> _Do this_: Gather every line below that contains the word "pole" and copy each one out in full.

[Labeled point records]
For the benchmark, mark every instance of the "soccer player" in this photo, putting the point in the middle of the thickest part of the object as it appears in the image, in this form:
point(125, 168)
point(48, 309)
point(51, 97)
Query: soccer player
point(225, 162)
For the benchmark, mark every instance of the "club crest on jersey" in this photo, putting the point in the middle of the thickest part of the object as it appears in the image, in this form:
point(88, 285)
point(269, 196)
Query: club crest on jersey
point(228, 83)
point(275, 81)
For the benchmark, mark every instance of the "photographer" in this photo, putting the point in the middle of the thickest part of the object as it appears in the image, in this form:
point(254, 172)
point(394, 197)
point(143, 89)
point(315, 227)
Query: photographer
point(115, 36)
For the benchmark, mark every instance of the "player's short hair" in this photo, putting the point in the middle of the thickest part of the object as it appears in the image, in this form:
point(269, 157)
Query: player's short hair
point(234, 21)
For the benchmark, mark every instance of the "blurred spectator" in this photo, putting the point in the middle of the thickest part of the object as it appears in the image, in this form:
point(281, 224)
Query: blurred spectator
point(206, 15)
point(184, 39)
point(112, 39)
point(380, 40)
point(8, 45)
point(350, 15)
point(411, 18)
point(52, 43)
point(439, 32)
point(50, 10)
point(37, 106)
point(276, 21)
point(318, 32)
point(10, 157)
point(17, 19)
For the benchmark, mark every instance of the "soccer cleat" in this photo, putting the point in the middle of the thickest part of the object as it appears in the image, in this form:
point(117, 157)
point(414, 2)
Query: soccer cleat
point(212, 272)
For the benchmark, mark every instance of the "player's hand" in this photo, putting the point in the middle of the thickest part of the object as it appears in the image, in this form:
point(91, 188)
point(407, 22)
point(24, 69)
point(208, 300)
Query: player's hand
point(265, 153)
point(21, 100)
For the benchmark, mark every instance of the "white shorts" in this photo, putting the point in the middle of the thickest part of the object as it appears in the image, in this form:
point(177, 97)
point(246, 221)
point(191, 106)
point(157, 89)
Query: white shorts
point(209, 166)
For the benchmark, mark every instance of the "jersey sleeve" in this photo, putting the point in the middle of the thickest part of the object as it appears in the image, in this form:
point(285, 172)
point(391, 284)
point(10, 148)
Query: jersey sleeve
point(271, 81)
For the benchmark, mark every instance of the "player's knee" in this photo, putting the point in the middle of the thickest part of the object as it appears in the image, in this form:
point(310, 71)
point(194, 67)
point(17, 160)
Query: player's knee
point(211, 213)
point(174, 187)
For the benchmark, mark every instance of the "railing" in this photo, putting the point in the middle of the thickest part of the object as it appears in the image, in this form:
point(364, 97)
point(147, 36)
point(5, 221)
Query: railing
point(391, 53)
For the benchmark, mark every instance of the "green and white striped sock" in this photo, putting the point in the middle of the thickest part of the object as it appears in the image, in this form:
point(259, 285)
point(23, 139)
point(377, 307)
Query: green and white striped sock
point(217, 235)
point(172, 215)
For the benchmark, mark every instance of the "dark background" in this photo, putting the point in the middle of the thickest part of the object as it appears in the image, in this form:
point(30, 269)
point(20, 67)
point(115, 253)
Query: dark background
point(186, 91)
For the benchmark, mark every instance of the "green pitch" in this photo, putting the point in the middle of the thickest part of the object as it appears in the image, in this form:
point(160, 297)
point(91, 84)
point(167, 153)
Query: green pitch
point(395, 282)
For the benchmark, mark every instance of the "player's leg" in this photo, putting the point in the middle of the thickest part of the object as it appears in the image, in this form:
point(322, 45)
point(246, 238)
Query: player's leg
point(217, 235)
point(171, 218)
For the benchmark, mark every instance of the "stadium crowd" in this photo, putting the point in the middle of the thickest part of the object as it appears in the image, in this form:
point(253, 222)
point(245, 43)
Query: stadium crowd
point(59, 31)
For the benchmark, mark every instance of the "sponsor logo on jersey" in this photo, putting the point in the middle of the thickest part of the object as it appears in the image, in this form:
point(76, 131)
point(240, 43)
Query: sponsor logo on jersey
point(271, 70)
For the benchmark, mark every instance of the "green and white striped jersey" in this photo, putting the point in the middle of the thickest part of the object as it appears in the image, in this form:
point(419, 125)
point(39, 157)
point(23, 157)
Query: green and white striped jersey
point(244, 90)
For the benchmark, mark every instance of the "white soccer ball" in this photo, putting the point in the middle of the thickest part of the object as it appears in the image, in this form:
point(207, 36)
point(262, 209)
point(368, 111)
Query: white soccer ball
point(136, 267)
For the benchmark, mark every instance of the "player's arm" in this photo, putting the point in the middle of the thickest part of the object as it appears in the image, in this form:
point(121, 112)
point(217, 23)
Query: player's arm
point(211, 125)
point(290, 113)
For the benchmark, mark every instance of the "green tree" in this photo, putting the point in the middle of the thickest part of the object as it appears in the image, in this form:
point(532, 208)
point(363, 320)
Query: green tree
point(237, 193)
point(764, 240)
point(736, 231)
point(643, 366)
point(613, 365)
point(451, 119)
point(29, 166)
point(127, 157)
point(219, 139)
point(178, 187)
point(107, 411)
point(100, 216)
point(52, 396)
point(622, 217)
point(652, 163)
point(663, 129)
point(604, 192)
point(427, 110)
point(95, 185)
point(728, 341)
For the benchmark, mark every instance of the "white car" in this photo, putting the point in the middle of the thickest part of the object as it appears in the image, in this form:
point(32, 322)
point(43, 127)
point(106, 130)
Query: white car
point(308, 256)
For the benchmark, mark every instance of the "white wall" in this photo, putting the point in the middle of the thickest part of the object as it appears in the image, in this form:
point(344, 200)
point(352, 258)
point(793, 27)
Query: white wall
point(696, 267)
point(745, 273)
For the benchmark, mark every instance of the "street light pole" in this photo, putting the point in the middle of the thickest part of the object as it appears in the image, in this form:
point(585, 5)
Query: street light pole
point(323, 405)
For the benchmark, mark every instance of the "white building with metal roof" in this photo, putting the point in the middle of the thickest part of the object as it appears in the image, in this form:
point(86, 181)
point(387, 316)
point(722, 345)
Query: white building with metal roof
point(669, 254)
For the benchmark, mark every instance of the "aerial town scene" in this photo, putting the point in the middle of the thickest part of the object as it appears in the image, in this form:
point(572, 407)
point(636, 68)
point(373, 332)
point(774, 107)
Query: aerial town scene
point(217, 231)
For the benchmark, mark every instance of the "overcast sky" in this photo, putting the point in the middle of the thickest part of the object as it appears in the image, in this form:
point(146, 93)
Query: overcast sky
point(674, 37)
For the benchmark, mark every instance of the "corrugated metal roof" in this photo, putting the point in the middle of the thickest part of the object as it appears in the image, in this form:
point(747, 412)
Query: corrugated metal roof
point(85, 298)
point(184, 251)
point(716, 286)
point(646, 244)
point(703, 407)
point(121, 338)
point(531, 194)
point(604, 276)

> _Output for this task_:
For the benchmark, mark every instance of the "street light pole" in this photo, putting the point in the middle of the thickest part of the object as it appears in the image, in this form:
Query: street light pole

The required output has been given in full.